EXERCISE PROMPT: Rewrite the items below, changing "pointed green leaf" to "jagged green leaf" wherever it occurs and leaving every other word as it is. Omit the pictures from your version.

SOURCE RECORDS:
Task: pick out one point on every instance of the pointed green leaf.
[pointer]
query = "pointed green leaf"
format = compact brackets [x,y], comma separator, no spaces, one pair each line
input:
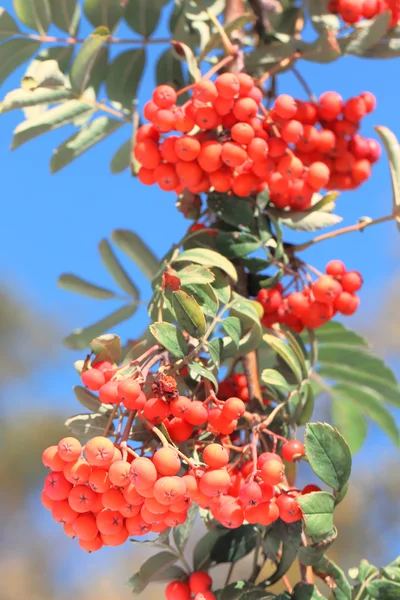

COMPLETED EXERCISE:
Task: pick out one point on every instance of the jagged green leaf.
[pointer]
query = "jagged green leaf"
format = compact brackets [x,y], comma separator, no spaces, one pair each line
input:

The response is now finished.